» **Tasks for this exercise**
a) In the budget article, how much does Defense Secretary Robert Gates vow to cut from the Pentagon budget?
b) Repeat the budget article word for word, starting at "Now that politicians" and ending at "from the budget.".
c) Pick up the budget article after its last sentence and keep writing it.

» **Study text**
★ ★ ★ ★
A Real Budget Cut: Ending The Afghan War

Impact

Now that politicians are being forced to deal with the realization that the U.S. government is nearly $14 trillion in debt, they are scrambling to find ways to tighten their belts. Congress is debating whether or not to increase the debt ceiling, and incoming Republicans have suggested trimming $100 billion from the budget.

Any substantial policy moves to address this debt will likely not leave anyone happy, especially if drastic reductions are made to social welfare programs like Medicare, Medicaid, and Social Security.

Defense Secretary Robert Gates has a suggestion, and is patting himself on the back for vowing to cut $78 billion from the Pentagon budget. In reality, however, what these "cuts" mean is that Gates will stop increasing the Pentagon's already bloated $500 billion a year budget for the next few years. Gates' supposed "cuts" also will not decrease the amount currently being spent on U.S. wars in Afghanistan and Iraq.
★ ★ ★ ★
[Segmentation mask entries]
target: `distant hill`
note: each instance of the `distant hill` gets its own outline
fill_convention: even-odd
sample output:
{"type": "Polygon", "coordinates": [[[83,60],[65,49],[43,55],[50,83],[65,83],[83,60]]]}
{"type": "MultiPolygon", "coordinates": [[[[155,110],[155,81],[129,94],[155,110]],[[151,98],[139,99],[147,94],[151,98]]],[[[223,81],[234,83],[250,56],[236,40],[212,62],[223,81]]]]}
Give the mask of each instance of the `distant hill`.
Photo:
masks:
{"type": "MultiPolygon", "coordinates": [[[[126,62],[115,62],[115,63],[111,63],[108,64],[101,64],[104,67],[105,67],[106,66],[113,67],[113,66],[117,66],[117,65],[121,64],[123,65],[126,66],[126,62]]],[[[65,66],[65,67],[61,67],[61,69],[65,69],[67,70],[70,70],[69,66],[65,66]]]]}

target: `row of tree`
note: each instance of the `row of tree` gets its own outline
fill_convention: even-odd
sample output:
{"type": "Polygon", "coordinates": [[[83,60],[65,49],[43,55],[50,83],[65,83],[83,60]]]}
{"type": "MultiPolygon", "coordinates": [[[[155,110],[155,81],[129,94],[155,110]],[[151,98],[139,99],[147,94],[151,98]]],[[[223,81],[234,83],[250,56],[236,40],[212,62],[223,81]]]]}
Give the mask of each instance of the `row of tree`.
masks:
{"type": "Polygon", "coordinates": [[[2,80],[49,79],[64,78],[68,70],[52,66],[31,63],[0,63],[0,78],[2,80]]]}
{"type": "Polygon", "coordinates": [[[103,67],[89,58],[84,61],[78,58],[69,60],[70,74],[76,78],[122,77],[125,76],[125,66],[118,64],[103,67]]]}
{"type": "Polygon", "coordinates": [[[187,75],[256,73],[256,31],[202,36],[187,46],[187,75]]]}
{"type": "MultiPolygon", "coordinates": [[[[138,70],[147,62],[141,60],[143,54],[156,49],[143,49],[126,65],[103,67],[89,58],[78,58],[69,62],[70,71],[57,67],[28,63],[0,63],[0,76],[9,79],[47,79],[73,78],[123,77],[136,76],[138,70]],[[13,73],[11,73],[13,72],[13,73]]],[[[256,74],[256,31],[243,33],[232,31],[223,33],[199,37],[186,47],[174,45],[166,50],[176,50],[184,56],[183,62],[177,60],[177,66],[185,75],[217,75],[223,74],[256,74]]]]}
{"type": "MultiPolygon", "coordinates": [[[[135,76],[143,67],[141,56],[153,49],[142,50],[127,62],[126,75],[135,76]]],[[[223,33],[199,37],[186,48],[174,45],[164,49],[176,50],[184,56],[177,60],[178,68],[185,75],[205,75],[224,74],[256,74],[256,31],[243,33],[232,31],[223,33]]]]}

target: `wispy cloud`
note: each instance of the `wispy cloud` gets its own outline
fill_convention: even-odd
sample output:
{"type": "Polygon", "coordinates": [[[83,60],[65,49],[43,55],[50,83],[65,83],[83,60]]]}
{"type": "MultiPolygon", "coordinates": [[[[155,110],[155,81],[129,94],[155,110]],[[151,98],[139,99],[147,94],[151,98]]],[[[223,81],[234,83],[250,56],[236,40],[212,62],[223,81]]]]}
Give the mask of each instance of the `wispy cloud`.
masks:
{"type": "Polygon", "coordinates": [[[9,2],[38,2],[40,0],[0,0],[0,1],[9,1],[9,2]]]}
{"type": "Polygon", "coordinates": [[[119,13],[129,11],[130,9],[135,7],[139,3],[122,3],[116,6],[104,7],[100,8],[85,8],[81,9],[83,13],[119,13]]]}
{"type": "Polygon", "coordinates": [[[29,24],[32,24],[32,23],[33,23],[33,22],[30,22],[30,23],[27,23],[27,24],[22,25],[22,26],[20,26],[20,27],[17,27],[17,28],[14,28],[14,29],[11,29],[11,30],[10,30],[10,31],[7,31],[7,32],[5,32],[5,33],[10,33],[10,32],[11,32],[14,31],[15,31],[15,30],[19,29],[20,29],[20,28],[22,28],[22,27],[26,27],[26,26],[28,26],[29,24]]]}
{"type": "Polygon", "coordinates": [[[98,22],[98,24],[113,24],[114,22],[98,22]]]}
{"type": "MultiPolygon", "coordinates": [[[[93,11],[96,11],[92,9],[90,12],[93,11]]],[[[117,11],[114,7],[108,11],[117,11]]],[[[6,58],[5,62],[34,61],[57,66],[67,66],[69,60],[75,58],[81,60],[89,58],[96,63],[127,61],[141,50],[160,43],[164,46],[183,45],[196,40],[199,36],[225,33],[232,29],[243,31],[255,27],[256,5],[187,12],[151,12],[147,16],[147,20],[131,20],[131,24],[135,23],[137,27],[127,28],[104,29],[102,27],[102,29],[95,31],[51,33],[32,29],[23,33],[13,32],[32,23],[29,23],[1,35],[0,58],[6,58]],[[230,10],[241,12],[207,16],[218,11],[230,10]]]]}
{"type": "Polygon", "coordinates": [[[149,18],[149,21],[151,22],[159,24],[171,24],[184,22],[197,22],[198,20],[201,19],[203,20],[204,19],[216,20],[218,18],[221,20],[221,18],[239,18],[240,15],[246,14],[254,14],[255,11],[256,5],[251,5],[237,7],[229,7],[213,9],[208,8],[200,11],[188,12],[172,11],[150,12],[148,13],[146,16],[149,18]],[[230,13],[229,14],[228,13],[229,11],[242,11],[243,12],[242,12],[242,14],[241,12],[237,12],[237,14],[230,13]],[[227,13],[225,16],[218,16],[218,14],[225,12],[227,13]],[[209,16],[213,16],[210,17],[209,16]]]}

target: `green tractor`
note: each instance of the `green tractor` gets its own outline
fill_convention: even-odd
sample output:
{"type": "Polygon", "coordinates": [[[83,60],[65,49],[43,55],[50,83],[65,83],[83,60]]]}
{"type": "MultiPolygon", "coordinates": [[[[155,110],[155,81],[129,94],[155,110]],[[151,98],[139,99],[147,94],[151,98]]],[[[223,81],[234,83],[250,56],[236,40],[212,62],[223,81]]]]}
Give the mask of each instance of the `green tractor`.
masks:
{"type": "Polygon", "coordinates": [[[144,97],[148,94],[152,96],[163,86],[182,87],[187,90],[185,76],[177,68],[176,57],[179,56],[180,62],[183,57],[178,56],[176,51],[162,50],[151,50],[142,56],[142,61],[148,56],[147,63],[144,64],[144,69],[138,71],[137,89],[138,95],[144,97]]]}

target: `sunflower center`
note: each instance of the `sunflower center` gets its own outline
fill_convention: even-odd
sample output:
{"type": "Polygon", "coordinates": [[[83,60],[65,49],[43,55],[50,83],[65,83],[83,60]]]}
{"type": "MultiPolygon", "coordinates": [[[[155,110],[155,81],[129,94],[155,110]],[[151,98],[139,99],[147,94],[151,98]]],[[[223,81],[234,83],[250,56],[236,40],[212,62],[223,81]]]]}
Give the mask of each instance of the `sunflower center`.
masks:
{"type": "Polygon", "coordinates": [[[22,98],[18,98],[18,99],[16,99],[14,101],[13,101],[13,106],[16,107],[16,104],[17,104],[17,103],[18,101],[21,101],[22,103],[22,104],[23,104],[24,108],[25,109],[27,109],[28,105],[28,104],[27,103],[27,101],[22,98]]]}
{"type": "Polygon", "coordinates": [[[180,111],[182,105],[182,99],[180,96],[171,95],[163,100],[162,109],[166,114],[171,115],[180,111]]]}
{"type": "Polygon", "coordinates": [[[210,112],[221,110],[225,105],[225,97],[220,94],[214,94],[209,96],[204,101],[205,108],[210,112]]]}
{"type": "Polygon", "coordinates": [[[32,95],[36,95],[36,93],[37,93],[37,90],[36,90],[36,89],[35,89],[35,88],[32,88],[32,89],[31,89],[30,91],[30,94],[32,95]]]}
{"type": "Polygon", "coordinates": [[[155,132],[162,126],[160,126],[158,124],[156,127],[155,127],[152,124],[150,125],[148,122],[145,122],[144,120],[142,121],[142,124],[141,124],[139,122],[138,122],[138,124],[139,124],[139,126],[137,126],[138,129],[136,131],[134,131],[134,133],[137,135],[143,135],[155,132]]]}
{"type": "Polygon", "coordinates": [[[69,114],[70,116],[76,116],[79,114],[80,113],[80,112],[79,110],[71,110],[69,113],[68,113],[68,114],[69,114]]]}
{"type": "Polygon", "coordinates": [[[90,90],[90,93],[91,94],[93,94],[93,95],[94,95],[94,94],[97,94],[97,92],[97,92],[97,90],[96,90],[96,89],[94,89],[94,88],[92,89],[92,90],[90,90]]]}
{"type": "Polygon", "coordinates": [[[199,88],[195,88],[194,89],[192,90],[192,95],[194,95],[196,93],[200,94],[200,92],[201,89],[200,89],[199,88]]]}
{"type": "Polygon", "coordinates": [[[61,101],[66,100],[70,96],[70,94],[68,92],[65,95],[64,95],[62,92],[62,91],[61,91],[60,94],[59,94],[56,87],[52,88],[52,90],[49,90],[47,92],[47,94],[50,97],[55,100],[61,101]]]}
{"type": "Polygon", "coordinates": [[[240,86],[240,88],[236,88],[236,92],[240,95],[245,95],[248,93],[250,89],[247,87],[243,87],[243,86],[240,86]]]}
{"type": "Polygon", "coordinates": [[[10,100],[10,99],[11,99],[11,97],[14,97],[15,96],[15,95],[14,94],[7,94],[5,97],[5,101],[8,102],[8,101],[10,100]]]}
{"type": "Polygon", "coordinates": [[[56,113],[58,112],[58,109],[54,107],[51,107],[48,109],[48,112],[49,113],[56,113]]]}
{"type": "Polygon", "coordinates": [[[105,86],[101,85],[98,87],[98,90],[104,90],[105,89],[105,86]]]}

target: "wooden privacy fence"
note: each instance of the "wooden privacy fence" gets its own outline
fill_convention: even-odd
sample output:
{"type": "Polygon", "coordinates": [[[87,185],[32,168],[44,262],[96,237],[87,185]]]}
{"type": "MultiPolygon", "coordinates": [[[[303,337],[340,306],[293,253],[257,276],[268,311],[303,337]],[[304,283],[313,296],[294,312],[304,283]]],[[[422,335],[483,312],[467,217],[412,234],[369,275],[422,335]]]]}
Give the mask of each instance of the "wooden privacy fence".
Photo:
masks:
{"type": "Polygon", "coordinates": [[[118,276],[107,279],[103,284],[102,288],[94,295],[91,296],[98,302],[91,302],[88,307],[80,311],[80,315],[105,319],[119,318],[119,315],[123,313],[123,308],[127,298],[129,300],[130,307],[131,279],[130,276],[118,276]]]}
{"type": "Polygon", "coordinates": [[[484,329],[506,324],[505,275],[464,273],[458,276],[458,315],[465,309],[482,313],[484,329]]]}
★ ★ ★ ★
» **Answers for each item**
a) $78 billion.

b)
Now that politicians are being forced to deal with the realization that the U.S. government is nearly $14 trillion in debt, they are scrambling to find ways to tighten their belts. Congress is debating whether or not to increase the debt ceiling, and incoming Republicans have suggested trimming $100 billion from the budget.

c)
Only in Washington Orwellian double-speak could a Pentagon "cut" that ignores hundreds of billions of dollars and multiple wars be considered progress. This immediately begs the question, considering 43% of every dollar Washington spends is borrowed: why not cut funding for the war in Afghanistan that is costing us $100 million a day?

The Afghan war is now in its tenth year, making it the longest war in U.S. history, and there is very little to show for the billions that have been spent. The justifications for staying are also becoming murkier.

According to the Obama administration, most members of Congress, and the media, the U.S. military must stay in Afghanistan in order to prevent al Qaeda from establishing a "safe haven" with which they can launch attacks against the U.S. But as CIA Director Leon Panetta has admitted, "only 50 to 100, maybe less" al Qaeda fighters remain in Afghanistan. Plus, the 9/11 attacks were planned in Hamburg, Germany and Florida, which were the only "safe havens" al Qaeda ever needed.

Not only is the Pentagon spending billions bombing an enemy that isn't there, U.S. intervention has been terribly counterprodutive. Former Afghan General Stanley McChrystal, in an interview with Rolling Stone Magazine, remarked, "for every innocent person you kill, you create ten new enemies." Insurgent math, he calls it, and this can only lead to blowback and harm to U.S. troops.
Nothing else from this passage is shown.